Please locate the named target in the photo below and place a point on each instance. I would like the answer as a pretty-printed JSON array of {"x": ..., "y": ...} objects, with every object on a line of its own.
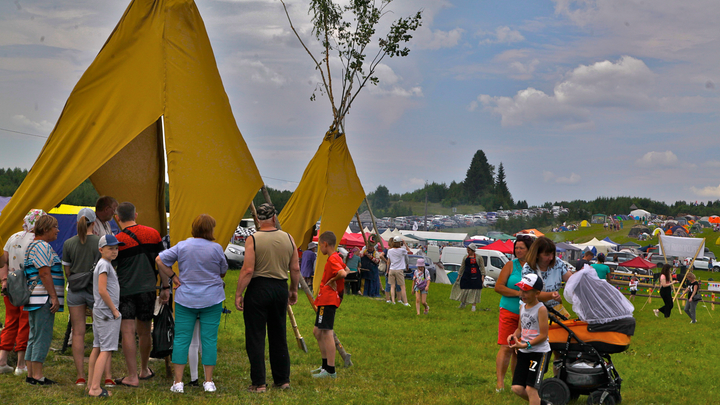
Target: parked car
[
  {"x": 235, "y": 256},
  {"x": 412, "y": 266}
]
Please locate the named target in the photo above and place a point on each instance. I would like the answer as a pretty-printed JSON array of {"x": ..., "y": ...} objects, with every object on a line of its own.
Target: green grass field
[{"x": 447, "y": 357}]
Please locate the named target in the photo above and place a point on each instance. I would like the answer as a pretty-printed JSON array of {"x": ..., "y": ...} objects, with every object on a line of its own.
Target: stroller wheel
[
  {"x": 555, "y": 391},
  {"x": 596, "y": 397}
]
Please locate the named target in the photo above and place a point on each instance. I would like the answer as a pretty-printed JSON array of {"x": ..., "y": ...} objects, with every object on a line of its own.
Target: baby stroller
[{"x": 584, "y": 365}]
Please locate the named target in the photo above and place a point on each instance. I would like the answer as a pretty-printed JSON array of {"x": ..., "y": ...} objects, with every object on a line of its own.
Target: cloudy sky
[{"x": 577, "y": 99}]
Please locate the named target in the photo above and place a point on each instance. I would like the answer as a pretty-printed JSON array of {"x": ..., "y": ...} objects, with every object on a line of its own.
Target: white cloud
[
  {"x": 549, "y": 177},
  {"x": 624, "y": 84},
  {"x": 426, "y": 38},
  {"x": 413, "y": 183},
  {"x": 715, "y": 164},
  {"x": 502, "y": 35},
  {"x": 573, "y": 179},
  {"x": 709, "y": 191},
  {"x": 523, "y": 71},
  {"x": 531, "y": 105},
  {"x": 658, "y": 159}
]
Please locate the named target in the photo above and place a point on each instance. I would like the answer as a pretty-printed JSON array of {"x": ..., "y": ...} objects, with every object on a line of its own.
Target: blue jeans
[
  {"x": 41, "y": 325},
  {"x": 185, "y": 325}
]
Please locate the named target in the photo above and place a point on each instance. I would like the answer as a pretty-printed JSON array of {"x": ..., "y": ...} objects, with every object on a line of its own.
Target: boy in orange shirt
[{"x": 327, "y": 302}]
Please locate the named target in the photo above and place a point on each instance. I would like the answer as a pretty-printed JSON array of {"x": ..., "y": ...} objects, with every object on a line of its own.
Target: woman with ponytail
[{"x": 80, "y": 254}]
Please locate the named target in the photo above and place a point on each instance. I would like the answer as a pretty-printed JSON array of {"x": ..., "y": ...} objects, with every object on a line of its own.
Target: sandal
[
  {"x": 103, "y": 394},
  {"x": 118, "y": 381},
  {"x": 147, "y": 377},
  {"x": 258, "y": 389}
]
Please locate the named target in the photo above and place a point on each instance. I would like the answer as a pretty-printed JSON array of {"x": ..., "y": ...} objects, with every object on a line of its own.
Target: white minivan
[{"x": 494, "y": 261}]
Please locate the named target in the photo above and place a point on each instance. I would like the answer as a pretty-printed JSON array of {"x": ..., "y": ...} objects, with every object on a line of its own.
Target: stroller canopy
[{"x": 595, "y": 300}]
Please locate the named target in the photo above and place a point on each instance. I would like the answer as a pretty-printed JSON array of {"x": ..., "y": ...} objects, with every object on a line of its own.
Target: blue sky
[{"x": 577, "y": 99}]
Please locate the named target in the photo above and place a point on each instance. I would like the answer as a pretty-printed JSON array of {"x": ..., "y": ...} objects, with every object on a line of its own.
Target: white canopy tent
[{"x": 438, "y": 236}]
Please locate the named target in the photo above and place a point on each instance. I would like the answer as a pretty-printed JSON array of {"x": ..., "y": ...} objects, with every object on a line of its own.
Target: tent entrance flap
[{"x": 137, "y": 174}]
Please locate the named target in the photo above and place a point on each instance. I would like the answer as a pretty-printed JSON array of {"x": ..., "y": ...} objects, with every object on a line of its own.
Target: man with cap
[
  {"x": 137, "y": 276},
  {"x": 263, "y": 295},
  {"x": 531, "y": 341},
  {"x": 587, "y": 256},
  {"x": 307, "y": 267},
  {"x": 601, "y": 268},
  {"x": 105, "y": 208}
]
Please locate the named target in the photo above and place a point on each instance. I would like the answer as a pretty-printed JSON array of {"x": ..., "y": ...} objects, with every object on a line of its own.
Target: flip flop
[
  {"x": 103, "y": 394},
  {"x": 118, "y": 381},
  {"x": 152, "y": 374}
]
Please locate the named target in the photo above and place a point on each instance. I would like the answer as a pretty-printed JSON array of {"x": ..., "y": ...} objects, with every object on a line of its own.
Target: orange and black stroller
[{"x": 583, "y": 365}]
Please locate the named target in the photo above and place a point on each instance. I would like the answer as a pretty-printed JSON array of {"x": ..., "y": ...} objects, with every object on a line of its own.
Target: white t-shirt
[
  {"x": 397, "y": 258},
  {"x": 16, "y": 247}
]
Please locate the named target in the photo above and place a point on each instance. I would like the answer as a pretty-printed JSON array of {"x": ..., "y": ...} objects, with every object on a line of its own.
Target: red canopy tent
[
  {"x": 638, "y": 263},
  {"x": 500, "y": 246}
]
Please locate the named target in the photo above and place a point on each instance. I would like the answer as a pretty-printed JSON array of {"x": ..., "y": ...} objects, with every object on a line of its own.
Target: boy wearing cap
[
  {"x": 327, "y": 302},
  {"x": 421, "y": 285},
  {"x": 531, "y": 341},
  {"x": 106, "y": 316}
]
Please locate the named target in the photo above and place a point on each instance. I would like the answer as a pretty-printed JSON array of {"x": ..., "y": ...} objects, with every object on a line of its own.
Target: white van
[{"x": 493, "y": 260}]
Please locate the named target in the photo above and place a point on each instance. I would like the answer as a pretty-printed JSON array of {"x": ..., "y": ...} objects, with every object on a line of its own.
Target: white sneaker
[
  {"x": 324, "y": 374},
  {"x": 209, "y": 386}
]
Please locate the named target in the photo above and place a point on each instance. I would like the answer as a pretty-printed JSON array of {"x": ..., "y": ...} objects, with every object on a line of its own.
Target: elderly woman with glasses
[
  {"x": 45, "y": 275},
  {"x": 468, "y": 286},
  {"x": 510, "y": 275}
]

[WHAT YOU SHOULD DO]
Quote the material word for word, dropping any images it holds.

[RESPONSE TO THIS TASK]
Please locate the named target in the photo below and place a point on each instance. I would like the answer as a pretty-printed JSON array of {"x": ..., "y": ...} objects, with every object on a line of its own.
Target: parked car
[
  {"x": 235, "y": 256},
  {"x": 412, "y": 266}
]
Please locate the named target in the photo above and place a point on each instance. I would like the answer as a pretty-printed JSON array of {"x": ..., "y": ...} objects, with every object on a line of its own.
Target: green grass field
[{"x": 447, "y": 357}]
Please locate the named target in the photo above and place a point on each instance. I would like the answer as a pretty-printed JSON array of {"x": ..., "y": ...} objects, with every object on a line of its own.
Target: stroller wheel
[
  {"x": 555, "y": 391},
  {"x": 596, "y": 397}
]
Please locate the named target in the photo above and place a point on each instance. I would like the answer as a pretty-printed JSON array of {"x": ..., "y": ...} objects, with every object on a line of its own.
Target: baby stroller
[{"x": 584, "y": 365}]
Please locate the named target in the photo above and place a point on each instance. I would like the answer as a pretty-printed JSON array of {"x": ..., "y": ...} objects, with every object on a line of its own.
Target: cloudy sky
[{"x": 577, "y": 99}]
Please locate the named target in the photo above and place a point on each instance. I would like the answer as a pretty-printed JSON array of {"x": ..., "y": ...} objects, with every object on a line of its own.
Target: white cloud
[
  {"x": 549, "y": 177},
  {"x": 624, "y": 84},
  {"x": 426, "y": 38},
  {"x": 413, "y": 183},
  {"x": 715, "y": 164},
  {"x": 502, "y": 35},
  {"x": 573, "y": 179},
  {"x": 709, "y": 191},
  {"x": 523, "y": 71},
  {"x": 531, "y": 105},
  {"x": 658, "y": 159}
]
Please locate the named target in the photo above and place a point on each instance. I would like the answer as a pretty-printed JSON array of {"x": ..., "y": ...} objects, with every object on a line of its own.
Target: blue jeans
[
  {"x": 41, "y": 325},
  {"x": 185, "y": 325}
]
Please locate the named target in the photo above and place a point on each instance. I would like the answer as a pretty-printed JSON array of {"x": ..., "y": ...} objects, with every object on a line of its own.
Target: boy in orange shirt
[{"x": 327, "y": 302}]
Please locate the named target in the photo above and place a point on each instance. I would like the answer as a pretty-printed JSON array of {"x": ..., "y": ...} objects, with every object on a line of its own.
Target: woman with ponytail
[{"x": 80, "y": 254}]
Please locate the named target in the photo above and place a point on each instance. I would like the answer as a pretty-printed JSON array of {"x": ..., "y": ...} objects, with every object on a line of its own.
Target: sandal
[
  {"x": 103, "y": 394},
  {"x": 118, "y": 381},
  {"x": 147, "y": 377},
  {"x": 258, "y": 389}
]
Please locate the named target in the photo above and place a point on each instance. I would like the answer as a pretty-printed JSON array of {"x": ..., "y": ...} objects, with every object on a line of its own.
Target: white minivan
[{"x": 494, "y": 261}]
Please locate the named target in the photo above and place a point on each instance. I would like the answer as a pretty-printed JSON array of {"x": ..., "y": ...} objects, with every object on a line of its own.
Target: stroller canopy
[{"x": 595, "y": 300}]
Please locate the named target in the photo above and place a point on each instance. I would like the answer as a pretty-printed JSON array of {"x": ..., "y": ...} objects, with every object on a line of its own.
Target: blue sky
[{"x": 577, "y": 99}]
Please locate the named target in the photo above and place a point on each instance. I would like the answer as a pretty-printed JSON array of {"x": ..., "y": ...} objects, with every object on a line of its own.
Target: white canopy tent
[{"x": 438, "y": 236}]
Please locate the named target in the photo above and place a point on each instance. I would like the answer as a pretty-printed JSON array of {"x": ..., "y": ...} objects, with every object on a line of its own.
Target: tent entrance flap
[{"x": 137, "y": 174}]
Please locate the named target in the photo above and place a point on each instance. I would like the answer as a pretty-printed JSON array of {"x": ..., "y": ...} objects, with every object on a line of its own.
Target: man with cap
[
  {"x": 137, "y": 276},
  {"x": 263, "y": 295},
  {"x": 531, "y": 341},
  {"x": 587, "y": 256},
  {"x": 307, "y": 267},
  {"x": 601, "y": 268},
  {"x": 105, "y": 208}
]
Please locate the named target in the photo above and place a point on each instance. I would like the answer as a pretty-printed JSON array of {"x": ..., "y": ...} objects, with every object on a line of its own.
Target: flip flop
[
  {"x": 103, "y": 394},
  {"x": 118, "y": 381},
  {"x": 152, "y": 374}
]
Please locate the named target in the photo above and place a point on each instance. I would like the answer as a pretty-printed JSON array of {"x": ..., "y": ...} objects, with every object on a line of its own.
Target: orange and black stroller
[{"x": 583, "y": 365}]
Please locate the named target in the photo above and place a point on each instance. I would like the answer as a pretty-printed JSON array of {"x": ..., "y": ...} objects, with every object on a line of its own.
Target: white t-shirt
[
  {"x": 397, "y": 258},
  {"x": 16, "y": 247}
]
Please locate the named target in the photo above and place a point on each instance. I would like the answer as a pretty-printed JSON array of {"x": ..., "y": ...} objects, with every object on a line of its own.
Target: red canopy tent
[
  {"x": 638, "y": 263},
  {"x": 500, "y": 246}
]
Please locate the named target in the photo above and place a point on each instance. I would like the answer as a pretty-printed JSON array of {"x": ..., "y": ...} objects, with every object on a line of its own.
Target: boy wearing cap
[
  {"x": 327, "y": 302},
  {"x": 421, "y": 285},
  {"x": 531, "y": 341},
  {"x": 106, "y": 316}
]
Please locate the named target in the photo above and place a point on each instance. I would like the answer as a pretty-printed JSON array of {"x": ..., "y": ...} objects, with every object on a line of its own.
Target: white van
[{"x": 493, "y": 260}]
Please locate the named target in the photo above and place a point on each instance. I would like the answer as a pretty-printed JSON array of {"x": ..., "y": ...} objects, with every object on a line of its own.
Target: white sneaker
[
  {"x": 324, "y": 374},
  {"x": 209, "y": 386}
]
Please locate the named target in the photo above and place a point on each instance. I would like the answer as a pretty-printed JSON array of {"x": ..., "y": ...} objects, with every object on a line of its own.
Target: elderly woman with glasses
[
  {"x": 45, "y": 275},
  {"x": 468, "y": 286},
  {"x": 510, "y": 275}
]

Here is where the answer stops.